Data records:
——————————
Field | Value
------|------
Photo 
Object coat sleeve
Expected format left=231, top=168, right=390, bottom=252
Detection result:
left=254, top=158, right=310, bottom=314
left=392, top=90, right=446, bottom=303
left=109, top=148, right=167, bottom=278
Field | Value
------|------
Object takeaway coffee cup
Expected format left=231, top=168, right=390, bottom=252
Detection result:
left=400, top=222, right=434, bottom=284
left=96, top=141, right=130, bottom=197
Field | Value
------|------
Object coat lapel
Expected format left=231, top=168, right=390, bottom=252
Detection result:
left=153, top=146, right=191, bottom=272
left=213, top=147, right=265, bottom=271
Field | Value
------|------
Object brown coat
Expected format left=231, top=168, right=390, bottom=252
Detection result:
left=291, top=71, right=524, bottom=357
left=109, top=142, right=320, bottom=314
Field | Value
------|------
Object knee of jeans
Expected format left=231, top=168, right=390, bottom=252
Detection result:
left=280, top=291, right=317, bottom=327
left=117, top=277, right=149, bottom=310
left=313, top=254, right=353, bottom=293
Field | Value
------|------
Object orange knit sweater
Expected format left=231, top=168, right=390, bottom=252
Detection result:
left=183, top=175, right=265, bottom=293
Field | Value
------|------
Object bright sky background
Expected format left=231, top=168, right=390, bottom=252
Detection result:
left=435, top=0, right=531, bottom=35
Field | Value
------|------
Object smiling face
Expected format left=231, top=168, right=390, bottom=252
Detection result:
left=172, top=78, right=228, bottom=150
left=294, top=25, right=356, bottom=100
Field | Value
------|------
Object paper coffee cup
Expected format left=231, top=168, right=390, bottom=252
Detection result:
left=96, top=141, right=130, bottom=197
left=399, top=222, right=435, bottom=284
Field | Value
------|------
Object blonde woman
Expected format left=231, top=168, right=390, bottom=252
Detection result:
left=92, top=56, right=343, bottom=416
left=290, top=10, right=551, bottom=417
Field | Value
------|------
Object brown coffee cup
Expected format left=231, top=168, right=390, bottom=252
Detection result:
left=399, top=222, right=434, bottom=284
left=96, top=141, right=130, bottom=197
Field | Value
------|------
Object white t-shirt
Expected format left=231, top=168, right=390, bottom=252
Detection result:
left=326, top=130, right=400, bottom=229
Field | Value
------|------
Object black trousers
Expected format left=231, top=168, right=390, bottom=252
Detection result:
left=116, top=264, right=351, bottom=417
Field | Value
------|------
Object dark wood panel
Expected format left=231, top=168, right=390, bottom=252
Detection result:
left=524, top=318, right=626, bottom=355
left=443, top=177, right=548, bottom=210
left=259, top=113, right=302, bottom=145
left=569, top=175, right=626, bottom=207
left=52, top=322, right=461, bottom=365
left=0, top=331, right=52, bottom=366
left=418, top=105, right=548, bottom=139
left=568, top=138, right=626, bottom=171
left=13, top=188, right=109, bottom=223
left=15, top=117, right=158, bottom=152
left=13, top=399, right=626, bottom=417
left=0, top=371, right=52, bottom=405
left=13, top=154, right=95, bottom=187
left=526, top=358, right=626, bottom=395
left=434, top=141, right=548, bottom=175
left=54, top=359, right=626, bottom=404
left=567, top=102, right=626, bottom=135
——————————
| DIRECTIONS |
Take the entries above and transcribe them exactly.

| RESPONSE TO THE TASK |
Field | Value
------|------
Photo 
Object coat sleeve
Expected format left=231, top=168, right=390, bottom=252
Detection result:
left=254, top=158, right=310, bottom=314
left=392, top=90, right=446, bottom=303
left=109, top=148, right=167, bottom=278
Field | Value
------|------
Object takeaway coffee cup
Expected format left=231, top=168, right=390, bottom=252
Detection result:
left=400, top=222, right=434, bottom=284
left=96, top=141, right=130, bottom=197
Field | Value
------|------
Object coat lapel
Expected format left=231, top=168, right=390, bottom=252
Detection result:
left=153, top=146, right=191, bottom=272
left=213, top=147, right=265, bottom=271
Field | Value
------|------
Object brown coat
Expected format left=231, top=168, right=390, bottom=252
Detection result:
left=291, top=71, right=524, bottom=357
left=109, top=142, right=320, bottom=314
Field | Value
------|------
Object knee of jeans
Expected format left=231, top=168, right=390, bottom=252
Detection result:
left=280, top=291, right=317, bottom=327
left=117, top=277, right=149, bottom=310
left=313, top=254, right=353, bottom=293
Field | Value
------|------
Object orange knit sweater
Expected format left=231, top=168, right=390, bottom=252
Detection result:
left=183, top=175, right=265, bottom=293
Field | Value
------|------
Object bright sky background
Expected format left=231, top=168, right=390, bottom=252
Detection result:
left=435, top=0, right=531, bottom=35
Field | Value
------|------
Object smiling face
Expected format left=231, top=168, right=390, bottom=252
Detection result:
left=172, top=78, right=228, bottom=150
left=294, top=25, right=356, bottom=100
Field | Value
------|------
Object paper coffee cup
Expected format left=231, top=168, right=390, bottom=252
Detection result:
left=96, top=141, right=130, bottom=197
left=399, top=222, right=435, bottom=284
Field | Value
------|------
Object blonde woman
Expected format left=231, top=168, right=390, bottom=252
Detection result:
left=92, top=56, right=343, bottom=416
left=290, top=10, right=551, bottom=417
Field | Value
------|------
Object brown coffee cup
Expected format left=231, top=168, right=390, bottom=252
Detection result:
left=399, top=222, right=434, bottom=284
left=96, top=141, right=130, bottom=197
Field | Value
------|------
Object white t-shirt
Expected format left=231, top=168, right=390, bottom=252
Detection result:
left=326, top=130, right=400, bottom=229
Field | Value
------|------
Object black trousers
Expected format left=231, top=168, right=390, bottom=252
Detection result:
left=116, top=264, right=351, bottom=417
Field | Value
------|------
Object dark wood panel
Expected format left=231, top=168, right=390, bottom=252
Detection result:
left=524, top=318, right=626, bottom=355
left=443, top=177, right=548, bottom=210
left=259, top=113, right=302, bottom=145
left=569, top=175, right=626, bottom=207
left=52, top=322, right=461, bottom=365
left=0, top=331, right=52, bottom=366
left=418, top=105, right=548, bottom=139
left=568, top=138, right=626, bottom=171
left=13, top=188, right=109, bottom=223
left=15, top=117, right=158, bottom=152
left=13, top=399, right=626, bottom=417
left=0, top=371, right=52, bottom=405
left=13, top=154, right=95, bottom=187
left=526, top=358, right=626, bottom=395
left=434, top=141, right=548, bottom=175
left=54, top=359, right=626, bottom=404
left=567, top=102, right=626, bottom=135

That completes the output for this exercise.